**Provided records:**
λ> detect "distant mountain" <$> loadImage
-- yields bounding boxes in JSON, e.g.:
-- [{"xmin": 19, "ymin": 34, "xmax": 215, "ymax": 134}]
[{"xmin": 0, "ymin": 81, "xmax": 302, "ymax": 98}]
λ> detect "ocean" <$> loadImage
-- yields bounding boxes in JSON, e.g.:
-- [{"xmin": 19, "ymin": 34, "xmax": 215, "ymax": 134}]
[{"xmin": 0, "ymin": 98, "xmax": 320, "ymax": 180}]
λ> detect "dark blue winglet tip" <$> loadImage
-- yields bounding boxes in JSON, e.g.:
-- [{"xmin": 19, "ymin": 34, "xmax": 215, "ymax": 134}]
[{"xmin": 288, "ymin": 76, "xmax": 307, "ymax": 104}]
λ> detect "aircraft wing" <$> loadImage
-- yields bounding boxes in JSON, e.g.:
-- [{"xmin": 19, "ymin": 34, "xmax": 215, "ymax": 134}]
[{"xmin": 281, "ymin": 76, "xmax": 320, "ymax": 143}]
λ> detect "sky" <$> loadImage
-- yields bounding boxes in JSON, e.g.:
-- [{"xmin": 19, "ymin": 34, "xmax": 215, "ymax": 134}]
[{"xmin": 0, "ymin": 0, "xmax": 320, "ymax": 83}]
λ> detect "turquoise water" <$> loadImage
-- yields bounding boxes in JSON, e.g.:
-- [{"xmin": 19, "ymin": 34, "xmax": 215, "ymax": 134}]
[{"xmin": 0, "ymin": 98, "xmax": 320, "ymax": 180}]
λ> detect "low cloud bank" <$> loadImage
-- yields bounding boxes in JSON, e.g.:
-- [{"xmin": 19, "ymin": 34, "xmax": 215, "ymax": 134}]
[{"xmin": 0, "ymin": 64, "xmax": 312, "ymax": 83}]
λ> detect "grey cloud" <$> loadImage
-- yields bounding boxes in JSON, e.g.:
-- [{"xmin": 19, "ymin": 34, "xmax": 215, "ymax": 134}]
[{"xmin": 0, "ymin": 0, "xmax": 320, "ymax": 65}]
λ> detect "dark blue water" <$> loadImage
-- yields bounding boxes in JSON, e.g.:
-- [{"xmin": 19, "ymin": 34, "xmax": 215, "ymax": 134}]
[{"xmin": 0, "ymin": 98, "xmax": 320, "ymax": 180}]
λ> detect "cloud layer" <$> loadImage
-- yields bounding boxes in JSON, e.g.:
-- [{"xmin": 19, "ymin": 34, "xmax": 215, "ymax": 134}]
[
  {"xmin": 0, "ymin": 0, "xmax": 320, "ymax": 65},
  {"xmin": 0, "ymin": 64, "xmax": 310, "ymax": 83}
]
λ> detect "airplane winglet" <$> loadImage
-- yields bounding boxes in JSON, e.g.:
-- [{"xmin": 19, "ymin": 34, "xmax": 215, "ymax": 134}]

**Written request:** Every entry in the listing must be retyped exactly.

**Complete response:**
λ> detect "distant mountain" <$> loadImage
-- yields bounding boxes in JSON, e.g.:
-- [{"xmin": 19, "ymin": 34, "xmax": 215, "ymax": 134}]
[{"xmin": 0, "ymin": 81, "xmax": 302, "ymax": 98}]
λ> detect "ocean" <$> loadImage
-- yields bounding boxes in JSON, e.g.:
-- [{"xmin": 19, "ymin": 34, "xmax": 215, "ymax": 134}]
[{"xmin": 0, "ymin": 98, "xmax": 320, "ymax": 180}]
λ> detect "dark blue winglet tip" <$> loadImage
-- yields bounding boxes in JSON, e.g.:
-- [{"xmin": 19, "ymin": 34, "xmax": 215, "ymax": 134}]
[{"xmin": 288, "ymin": 76, "xmax": 307, "ymax": 104}]
λ> detect "aircraft wing" <$> loadImage
-- yields bounding boxes in JSON, e.g.:
-- [{"xmin": 19, "ymin": 34, "xmax": 215, "ymax": 134}]
[{"xmin": 281, "ymin": 76, "xmax": 320, "ymax": 143}]
λ> detect "sky" <$> loadImage
-- yields bounding boxes in JSON, e.g.:
-- [{"xmin": 19, "ymin": 34, "xmax": 215, "ymax": 134}]
[{"xmin": 0, "ymin": 0, "xmax": 320, "ymax": 83}]
λ> detect "turquoise water" <$> loadImage
-- yields bounding boxes in JSON, e.g.:
-- [{"xmin": 19, "ymin": 34, "xmax": 215, "ymax": 134}]
[{"xmin": 0, "ymin": 98, "xmax": 320, "ymax": 180}]
λ> detect "low cloud bank" <$> loadImage
-- yields bounding boxes in JSON, e.g.:
-- [{"xmin": 19, "ymin": 34, "xmax": 215, "ymax": 134}]
[{"xmin": 0, "ymin": 64, "xmax": 312, "ymax": 83}]
λ> detect "grey cloud" <$> loadImage
-- yields bounding boxes in JSON, e.g.:
-- [{"xmin": 19, "ymin": 34, "xmax": 215, "ymax": 134}]
[{"xmin": 0, "ymin": 0, "xmax": 320, "ymax": 65}]
λ> detect "dark blue water" <$> loadImage
-- yields bounding boxes in JSON, e.g.:
-- [{"xmin": 19, "ymin": 34, "xmax": 215, "ymax": 134}]
[{"xmin": 0, "ymin": 98, "xmax": 320, "ymax": 180}]
λ> detect "cloud layer" <$> loadImage
-- yields bounding boxes in JSON, e.g.:
-- [{"xmin": 19, "ymin": 34, "xmax": 215, "ymax": 134}]
[
  {"xmin": 0, "ymin": 0, "xmax": 320, "ymax": 65},
  {"xmin": 0, "ymin": 64, "xmax": 310, "ymax": 83}
]
λ> detect "airplane winglet" <$> loadImage
-- yields bounding boxes in JSON, e.g.:
-- [{"xmin": 19, "ymin": 34, "xmax": 215, "ymax": 134}]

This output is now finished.